====== PASSAGE PROVIDED

From: Dan Clemmensen (dgc@cox.rr.com)
Date: Sun Sep 23 2001 - 08:21:21 MDT
Miriam English wrote:
>
> On the subject of the power grid though, power stations are definitely a
> danger point. I have never understood why so much preference was given
> to centralised power sources instead of decentralised ones (e.g. solar
> cells). The more decentralised something is, the safer and more secure
> it becomes.
>
Miriam, centralization is driven by economics. For a great many things,
The economic benefits of centralization outweigh the economic costs.
When the economic environment changes, this cost ratio changes. 911
was an extreme example of a change in the (perceived) costs of
centralization. Manhattan is an example of physical centralization.
Trains and huge airports are much more centralized than the road system.
Huge power plants are much more centralized than small plants or
local generation. Networks with high-speed backbones are more
centralized than grids. City water is more centralized than wells.
In essence, you cannot make a universal qualitative argument in
favor of decentralized systems: you need to look at the economics,
and that means using your calculator or speadsheet.
If you wish to pay for redundancy, you first decide how much you
you want. Basically, you can get redundancy by dividing your
resource into N pieces and then adding an extra piece (N+1 redundancy.)
in general, the cost of your solution is the cost of the extra piece
plus the cost of the additional interconnection and control plus (or
minus) the "efficiency ratio" associated with building more smaller
units rather than fewer big ones.
For office buildings, the equations still work, but tragically we
cannot actually have backups for the workers, since each worker
is a unique human. Even in the economic sense, workers are not
interchangeable. However, we can still cut our failure risks using
the above redundancy model since surviving workers from other offices
can and do fill in as best they can.
I am a Systems Architect, and I've been one for more than 15 years.
My field is data communications switching, so I usually worry about
the number of processing elements in a switch or the redundancy of
a network topology. It is traumatic to apply my discipline to
911, but the analysis nevertheless stands.

============
====== INFORMATION GIVEN

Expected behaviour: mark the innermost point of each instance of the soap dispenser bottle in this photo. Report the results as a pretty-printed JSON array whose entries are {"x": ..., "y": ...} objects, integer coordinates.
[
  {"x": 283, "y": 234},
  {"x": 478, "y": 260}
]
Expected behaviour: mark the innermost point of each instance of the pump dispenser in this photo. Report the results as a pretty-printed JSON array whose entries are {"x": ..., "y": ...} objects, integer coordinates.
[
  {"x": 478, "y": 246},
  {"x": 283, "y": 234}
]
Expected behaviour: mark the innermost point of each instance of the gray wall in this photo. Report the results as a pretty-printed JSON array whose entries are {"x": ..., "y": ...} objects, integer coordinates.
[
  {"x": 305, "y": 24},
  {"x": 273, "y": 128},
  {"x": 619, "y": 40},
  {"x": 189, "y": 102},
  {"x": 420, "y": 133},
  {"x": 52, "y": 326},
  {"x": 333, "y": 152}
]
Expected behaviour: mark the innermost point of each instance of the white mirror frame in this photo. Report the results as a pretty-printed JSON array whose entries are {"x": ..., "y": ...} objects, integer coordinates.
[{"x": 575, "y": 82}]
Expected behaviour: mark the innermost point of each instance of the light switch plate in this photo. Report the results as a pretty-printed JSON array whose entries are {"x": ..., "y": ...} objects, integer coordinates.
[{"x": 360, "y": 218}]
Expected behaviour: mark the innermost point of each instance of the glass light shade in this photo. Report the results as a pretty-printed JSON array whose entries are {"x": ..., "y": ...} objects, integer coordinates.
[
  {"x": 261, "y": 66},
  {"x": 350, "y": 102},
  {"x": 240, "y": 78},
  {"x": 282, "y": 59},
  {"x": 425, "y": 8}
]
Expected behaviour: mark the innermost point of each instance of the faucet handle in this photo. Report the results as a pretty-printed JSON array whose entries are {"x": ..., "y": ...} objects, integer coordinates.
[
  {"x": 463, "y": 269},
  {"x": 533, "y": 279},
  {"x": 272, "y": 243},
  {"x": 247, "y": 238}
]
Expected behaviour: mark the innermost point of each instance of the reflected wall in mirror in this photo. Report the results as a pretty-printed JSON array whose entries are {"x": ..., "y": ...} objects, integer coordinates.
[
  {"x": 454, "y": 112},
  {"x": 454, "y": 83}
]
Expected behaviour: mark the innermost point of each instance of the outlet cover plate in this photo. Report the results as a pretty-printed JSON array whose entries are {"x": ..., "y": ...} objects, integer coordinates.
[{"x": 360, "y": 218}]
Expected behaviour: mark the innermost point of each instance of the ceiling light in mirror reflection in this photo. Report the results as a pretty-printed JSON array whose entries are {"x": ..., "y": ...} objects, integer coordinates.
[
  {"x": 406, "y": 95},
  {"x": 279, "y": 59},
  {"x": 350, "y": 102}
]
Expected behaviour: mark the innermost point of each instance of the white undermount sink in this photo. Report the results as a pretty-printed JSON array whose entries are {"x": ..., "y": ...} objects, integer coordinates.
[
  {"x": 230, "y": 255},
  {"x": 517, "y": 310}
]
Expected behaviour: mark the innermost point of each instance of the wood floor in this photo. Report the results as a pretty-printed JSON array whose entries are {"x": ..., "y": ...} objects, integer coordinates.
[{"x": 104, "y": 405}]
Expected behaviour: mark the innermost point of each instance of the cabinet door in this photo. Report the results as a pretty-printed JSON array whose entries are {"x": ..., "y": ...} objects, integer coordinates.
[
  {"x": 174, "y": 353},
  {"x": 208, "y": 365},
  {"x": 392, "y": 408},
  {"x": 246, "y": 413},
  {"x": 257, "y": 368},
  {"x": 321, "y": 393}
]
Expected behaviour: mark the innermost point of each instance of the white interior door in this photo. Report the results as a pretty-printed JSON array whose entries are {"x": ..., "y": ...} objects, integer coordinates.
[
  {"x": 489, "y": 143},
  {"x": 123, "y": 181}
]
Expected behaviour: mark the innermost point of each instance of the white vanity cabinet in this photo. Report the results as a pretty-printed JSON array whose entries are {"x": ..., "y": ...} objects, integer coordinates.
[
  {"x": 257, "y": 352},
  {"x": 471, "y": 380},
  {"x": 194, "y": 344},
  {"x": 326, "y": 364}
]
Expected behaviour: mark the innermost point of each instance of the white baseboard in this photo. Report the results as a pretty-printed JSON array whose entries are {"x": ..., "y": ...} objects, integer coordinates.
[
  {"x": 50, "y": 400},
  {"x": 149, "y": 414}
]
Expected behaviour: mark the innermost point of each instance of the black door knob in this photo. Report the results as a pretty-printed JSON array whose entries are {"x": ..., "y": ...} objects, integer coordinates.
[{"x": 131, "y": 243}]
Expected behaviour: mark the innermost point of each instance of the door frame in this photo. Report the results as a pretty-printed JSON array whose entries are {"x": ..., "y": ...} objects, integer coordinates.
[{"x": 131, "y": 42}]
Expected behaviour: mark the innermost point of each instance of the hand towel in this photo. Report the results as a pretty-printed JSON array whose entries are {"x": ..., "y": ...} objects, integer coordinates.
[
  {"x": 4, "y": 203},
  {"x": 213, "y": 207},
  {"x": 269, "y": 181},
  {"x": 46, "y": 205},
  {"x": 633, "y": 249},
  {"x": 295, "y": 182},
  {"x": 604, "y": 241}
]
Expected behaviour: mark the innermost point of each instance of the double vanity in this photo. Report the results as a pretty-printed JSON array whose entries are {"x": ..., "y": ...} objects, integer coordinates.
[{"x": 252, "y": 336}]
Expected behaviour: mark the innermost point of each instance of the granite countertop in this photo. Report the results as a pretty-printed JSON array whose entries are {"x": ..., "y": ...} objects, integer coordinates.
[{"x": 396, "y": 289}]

============

◆ **WHAT THIS EXERCISE ASKS**:
a - Rewrite the paragraph of the message beginning "If you wish to pay for redundancy" as a short list that keeps its main facts.
b - Transcribe the stretch of the message from "For office buildings, the" through "than 15 years.".
The records come from a different source than the message.

◆ **PROBLEM SOLUTIONS**:
a -
- First decide how much redundancy you want.
- Get redundancy by dividing the resource into N pieces and adding an extra piece (N+1 redundancy).
- In general, the cost is the extra piece, plus the additional interconnection and control, plus or minus the "efficiency ratio" of building more smaller units rather than fewer big ones.

b -
For office buildings, the equations still work, but tragically we
cannot actually have backups for the workers, since each worker
is a unique human. Even in the economic sense, workers are not
interchangeable. However, we can still cut our failure risks using
the above redundancy model since surviving workers from other offices
can and do fill in as best they can.
I am a Systems Architect, and I've been one for more than 15 years.